Texte à étudier —
==================================================

Selon exploit du 22 octobre 1997, elle a fait assigner M. X... en recherche de paternité naturelle.
Par jugement contradictoire du 27 mai 1999, le tribunal de grande instance de Montpellier a déclaré l' action recevable, ordonné une expertise biologique confiée au Dr B... et sursis à statuer sur l' ensemble des demandes dans l' attente des résultats de cette mesure d' instruction.
M. X... ayant interjeté appel de cette décision, par arrêt du 22 février 2001, la cour de ce siège a déclaré sa voie de recours irrecevable. Le pourvoi qu' il a formé contre cet arrêt a été rejeté par la Cour de cassation le 2 mars 2004.
Le Dr B..., qui avait entre- temps entrepris ses opérations expertales en analysant le sang de la mère et de l' enfant, mais qui s' était heurté au refus de M. X... de répondre à sa convocation au motif qu' il avait formé un pourvoi en cassation contre l' arrêt du 22 février 2001 et qu' il restait dans l' attente de cette décision, déposait le 23 juillet 2001 un rapport de carence.
L' affaire était radiée le 14 avril 2003, puis réinscrite au répertoire général du tribunal le 19 juillet 2004, à la demande de Mlle A....
Par ordonnance du 24 février 2005, le juge de la mise en état a constaté la péremption de l' instance introduite le 22 octobre 1997, ainsi que son extinction et le dessaisissement subséquent de la juridiction.
Sur appel de Mlle A..., la cour de ce siège a, par arrêt du 7 décembre 2006, infirmé cette décision et, statuant à nouveau, a rejeté l' exception de péremption et ordonné la réinscription de l' affaire au rôle des affaires en cours du tribunal de grande instance de Montpellier.

==================================================

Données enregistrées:
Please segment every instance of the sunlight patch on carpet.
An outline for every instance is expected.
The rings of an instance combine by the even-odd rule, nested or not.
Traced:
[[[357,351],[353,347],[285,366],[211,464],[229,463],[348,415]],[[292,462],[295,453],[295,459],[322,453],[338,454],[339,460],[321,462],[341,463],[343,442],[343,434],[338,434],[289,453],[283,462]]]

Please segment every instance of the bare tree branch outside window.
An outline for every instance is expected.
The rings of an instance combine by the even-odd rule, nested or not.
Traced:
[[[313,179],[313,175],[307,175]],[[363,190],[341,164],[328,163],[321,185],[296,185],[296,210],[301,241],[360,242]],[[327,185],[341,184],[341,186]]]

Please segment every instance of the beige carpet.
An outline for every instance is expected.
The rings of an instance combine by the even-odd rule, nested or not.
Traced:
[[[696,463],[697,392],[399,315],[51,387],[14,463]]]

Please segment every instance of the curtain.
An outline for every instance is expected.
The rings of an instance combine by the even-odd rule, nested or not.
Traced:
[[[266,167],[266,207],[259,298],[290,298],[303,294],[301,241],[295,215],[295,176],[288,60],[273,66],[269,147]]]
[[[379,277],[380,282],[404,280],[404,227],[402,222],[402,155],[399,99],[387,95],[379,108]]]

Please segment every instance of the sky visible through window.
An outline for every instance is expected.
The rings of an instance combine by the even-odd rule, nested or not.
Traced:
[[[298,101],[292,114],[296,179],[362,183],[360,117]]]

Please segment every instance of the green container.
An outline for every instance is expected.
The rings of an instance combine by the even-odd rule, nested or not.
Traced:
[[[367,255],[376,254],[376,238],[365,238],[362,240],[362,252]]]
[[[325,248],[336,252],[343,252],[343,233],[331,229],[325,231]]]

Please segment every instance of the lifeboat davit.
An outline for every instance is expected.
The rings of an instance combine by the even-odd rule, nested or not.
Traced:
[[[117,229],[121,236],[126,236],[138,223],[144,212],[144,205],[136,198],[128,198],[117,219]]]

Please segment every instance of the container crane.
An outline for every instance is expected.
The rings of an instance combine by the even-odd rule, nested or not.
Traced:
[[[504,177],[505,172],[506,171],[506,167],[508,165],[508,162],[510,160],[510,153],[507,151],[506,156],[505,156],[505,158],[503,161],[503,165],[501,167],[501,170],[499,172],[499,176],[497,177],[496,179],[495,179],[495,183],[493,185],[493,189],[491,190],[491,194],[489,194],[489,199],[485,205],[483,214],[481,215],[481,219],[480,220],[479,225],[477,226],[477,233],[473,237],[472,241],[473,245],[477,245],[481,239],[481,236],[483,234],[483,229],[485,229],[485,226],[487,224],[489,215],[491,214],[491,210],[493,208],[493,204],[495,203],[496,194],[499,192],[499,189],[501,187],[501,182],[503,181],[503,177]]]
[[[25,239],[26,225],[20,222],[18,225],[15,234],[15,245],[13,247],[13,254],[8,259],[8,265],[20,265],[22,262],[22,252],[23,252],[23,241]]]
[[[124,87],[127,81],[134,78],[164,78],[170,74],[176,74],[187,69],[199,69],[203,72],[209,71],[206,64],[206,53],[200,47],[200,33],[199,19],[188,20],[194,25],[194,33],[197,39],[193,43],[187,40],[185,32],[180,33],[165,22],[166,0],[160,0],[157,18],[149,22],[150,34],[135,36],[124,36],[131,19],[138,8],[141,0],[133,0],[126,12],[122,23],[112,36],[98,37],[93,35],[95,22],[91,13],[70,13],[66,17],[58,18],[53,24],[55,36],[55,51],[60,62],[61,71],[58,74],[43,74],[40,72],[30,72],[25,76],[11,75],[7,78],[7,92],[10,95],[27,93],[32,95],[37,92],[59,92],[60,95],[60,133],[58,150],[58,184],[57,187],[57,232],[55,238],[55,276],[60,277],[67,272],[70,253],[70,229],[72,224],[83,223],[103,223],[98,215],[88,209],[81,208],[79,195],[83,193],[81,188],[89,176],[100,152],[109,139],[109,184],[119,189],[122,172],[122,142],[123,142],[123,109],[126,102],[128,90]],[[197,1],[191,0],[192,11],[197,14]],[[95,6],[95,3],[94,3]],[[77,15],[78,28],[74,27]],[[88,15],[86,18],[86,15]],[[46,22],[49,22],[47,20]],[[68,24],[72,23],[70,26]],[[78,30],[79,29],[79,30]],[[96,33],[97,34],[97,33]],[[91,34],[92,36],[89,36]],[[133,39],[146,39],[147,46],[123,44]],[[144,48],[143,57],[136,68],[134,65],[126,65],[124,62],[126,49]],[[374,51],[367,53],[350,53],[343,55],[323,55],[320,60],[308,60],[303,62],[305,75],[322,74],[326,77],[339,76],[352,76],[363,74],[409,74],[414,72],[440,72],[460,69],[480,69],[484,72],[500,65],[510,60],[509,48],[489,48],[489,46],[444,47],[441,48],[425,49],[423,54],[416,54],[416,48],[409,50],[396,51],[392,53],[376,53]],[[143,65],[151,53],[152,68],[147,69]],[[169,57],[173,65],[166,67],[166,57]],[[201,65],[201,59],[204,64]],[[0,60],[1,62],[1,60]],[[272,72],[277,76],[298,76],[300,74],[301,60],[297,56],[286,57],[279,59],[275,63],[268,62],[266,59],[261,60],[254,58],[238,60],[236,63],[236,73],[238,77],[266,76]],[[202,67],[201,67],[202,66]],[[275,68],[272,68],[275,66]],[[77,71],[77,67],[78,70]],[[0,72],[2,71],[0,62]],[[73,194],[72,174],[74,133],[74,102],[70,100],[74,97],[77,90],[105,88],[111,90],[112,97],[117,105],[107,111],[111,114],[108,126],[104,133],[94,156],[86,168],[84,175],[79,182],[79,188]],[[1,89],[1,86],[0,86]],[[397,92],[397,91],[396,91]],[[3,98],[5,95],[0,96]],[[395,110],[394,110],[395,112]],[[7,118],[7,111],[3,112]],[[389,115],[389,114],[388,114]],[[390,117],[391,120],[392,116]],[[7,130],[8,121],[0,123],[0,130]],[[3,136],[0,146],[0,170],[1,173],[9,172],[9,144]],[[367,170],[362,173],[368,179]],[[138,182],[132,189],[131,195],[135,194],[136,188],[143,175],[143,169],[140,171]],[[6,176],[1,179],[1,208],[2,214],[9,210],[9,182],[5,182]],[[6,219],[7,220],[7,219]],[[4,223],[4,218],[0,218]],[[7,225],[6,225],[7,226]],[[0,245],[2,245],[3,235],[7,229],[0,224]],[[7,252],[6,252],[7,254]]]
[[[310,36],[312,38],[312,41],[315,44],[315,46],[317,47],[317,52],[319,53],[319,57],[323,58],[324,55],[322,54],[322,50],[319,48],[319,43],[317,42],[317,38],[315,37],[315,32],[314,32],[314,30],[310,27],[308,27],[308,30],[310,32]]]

==================================================

Exercices à réaliser —
1: Traduisez en anglais cette phrase du texte à étudier : « L' affaire était radiée le 14 avril 2003, puis réinscrite au répertoire général du tribunal le 19 juillet 2004, à la demande de Mlle A.... »
2: Extrayez du texte à étudier le passage qui va de « M. X... ayant » jusqu'à « 2 mars 2004. » inclus.
3: Dans le texte à étudier, relevez toutes les personnes désignées par une initiale suivie de points de suspension.

Réponses successives —
1: The case was struck from the docket on April 14, 2003, then reentered on the court's general register on July 19, 2004, at the request of Miss A....

2:
M. X... ayant interjeté appel de cette décision, par arrêt du 22 février 2001, la cour de ce siège a déclaré sa voie de recours irrecevable. Le pourvoi qu' il a formé contre cet arrêt a été rejeté par la Cour de cassation le 2 mars 2004.

3: M. X..., le Dr B..., Mlle A...